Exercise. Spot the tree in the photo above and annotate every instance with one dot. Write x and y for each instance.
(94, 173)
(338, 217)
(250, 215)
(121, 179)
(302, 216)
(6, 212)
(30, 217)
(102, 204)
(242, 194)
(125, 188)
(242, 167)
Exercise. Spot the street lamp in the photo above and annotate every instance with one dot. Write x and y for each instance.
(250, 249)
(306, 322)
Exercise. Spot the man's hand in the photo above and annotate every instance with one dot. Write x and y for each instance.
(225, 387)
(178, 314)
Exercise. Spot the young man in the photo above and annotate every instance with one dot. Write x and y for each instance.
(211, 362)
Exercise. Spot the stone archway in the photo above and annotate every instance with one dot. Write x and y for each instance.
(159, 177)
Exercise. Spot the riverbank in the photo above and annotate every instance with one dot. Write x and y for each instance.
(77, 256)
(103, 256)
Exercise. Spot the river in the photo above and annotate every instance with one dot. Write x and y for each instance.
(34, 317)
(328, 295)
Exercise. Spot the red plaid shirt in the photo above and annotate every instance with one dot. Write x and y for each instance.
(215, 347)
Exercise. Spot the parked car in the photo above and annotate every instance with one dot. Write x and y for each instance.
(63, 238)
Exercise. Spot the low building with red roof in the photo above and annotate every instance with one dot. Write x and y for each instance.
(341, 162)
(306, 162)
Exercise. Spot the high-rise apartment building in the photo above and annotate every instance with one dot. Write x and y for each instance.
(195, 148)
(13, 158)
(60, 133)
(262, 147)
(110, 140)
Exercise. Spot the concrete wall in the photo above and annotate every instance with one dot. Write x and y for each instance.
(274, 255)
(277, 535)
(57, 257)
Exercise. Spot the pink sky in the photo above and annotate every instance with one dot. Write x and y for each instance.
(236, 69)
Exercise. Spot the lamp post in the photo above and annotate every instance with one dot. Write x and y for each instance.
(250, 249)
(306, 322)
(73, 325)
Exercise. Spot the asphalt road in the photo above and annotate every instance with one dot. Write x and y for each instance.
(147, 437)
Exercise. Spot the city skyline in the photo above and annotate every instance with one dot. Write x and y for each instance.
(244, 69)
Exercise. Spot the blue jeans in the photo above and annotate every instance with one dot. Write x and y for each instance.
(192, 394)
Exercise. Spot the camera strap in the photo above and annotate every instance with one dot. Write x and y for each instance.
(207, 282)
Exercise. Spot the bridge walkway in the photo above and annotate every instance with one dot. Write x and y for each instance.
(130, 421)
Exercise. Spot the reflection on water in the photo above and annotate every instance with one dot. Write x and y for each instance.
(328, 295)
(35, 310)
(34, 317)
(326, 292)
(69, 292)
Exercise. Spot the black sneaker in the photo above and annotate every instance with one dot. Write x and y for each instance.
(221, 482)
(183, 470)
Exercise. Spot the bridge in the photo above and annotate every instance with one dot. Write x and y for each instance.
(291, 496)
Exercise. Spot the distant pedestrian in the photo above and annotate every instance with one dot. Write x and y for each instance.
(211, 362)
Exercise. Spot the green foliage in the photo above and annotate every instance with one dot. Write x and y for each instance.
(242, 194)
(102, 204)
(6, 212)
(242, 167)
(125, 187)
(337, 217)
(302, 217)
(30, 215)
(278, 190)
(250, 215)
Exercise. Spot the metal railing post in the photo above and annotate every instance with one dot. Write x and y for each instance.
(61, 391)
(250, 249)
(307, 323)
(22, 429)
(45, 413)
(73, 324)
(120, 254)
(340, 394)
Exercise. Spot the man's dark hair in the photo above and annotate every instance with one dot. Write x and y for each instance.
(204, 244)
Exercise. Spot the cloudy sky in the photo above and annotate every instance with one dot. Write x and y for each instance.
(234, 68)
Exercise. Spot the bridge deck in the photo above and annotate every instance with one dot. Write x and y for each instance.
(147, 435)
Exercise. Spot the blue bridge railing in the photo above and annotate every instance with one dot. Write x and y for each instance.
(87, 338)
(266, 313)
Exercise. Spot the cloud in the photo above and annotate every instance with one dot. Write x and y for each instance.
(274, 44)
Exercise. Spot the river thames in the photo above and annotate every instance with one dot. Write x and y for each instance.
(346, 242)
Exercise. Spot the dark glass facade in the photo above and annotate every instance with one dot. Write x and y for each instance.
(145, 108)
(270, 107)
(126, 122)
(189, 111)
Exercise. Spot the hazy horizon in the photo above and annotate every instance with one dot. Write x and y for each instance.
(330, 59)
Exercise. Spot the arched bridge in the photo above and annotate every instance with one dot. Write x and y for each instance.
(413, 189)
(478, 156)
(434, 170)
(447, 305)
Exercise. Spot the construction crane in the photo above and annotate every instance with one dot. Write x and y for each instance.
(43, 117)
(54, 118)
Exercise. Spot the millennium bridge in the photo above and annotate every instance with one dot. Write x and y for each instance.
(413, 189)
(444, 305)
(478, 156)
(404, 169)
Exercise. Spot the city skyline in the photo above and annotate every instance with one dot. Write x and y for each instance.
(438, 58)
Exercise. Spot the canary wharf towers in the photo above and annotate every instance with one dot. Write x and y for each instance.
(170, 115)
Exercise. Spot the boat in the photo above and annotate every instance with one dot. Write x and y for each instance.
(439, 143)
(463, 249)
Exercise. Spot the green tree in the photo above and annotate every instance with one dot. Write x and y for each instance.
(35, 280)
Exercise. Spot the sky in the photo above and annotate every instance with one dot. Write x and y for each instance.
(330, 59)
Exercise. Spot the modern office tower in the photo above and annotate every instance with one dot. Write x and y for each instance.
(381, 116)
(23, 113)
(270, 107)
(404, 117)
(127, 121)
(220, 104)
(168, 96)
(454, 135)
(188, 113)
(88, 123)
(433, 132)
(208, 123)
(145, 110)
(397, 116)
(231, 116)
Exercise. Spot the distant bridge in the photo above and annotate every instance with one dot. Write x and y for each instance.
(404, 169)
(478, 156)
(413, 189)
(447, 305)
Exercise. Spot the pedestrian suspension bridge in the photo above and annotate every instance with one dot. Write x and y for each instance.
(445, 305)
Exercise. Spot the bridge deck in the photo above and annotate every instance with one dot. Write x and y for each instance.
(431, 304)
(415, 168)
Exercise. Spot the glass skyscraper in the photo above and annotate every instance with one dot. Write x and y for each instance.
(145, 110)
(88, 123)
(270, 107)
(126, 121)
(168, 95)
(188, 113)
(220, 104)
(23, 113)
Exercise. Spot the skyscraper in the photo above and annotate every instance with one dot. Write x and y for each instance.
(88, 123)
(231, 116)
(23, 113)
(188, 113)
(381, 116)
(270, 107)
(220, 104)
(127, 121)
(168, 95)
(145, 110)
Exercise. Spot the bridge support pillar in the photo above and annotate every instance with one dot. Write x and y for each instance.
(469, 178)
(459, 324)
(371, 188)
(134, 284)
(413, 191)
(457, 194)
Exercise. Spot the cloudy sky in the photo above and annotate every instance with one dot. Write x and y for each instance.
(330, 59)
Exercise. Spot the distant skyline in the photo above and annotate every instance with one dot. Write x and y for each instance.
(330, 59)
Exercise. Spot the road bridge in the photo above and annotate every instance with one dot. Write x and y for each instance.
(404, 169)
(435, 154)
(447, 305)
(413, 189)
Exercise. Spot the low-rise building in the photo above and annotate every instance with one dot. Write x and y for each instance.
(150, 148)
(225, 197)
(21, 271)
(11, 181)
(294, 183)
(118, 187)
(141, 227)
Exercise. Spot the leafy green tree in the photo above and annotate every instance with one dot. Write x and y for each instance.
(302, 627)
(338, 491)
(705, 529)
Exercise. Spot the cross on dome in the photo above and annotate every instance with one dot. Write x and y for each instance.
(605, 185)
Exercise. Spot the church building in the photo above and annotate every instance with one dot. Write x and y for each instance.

※

■ EXERCISE BRIEF
Return the lines of the data word for word, starting at the line that contains "Exercise. Spot the cross" and ending at the final line of the data.

■ FINISHED TASK
Exercise. Spot the cross on dome in the photo above and annotate every instance with one dot. Write x and y for each instance.
(605, 185)
Exercise. Spot the church building in the photo above and annotate every instance with one dot. Write x and y for each instance.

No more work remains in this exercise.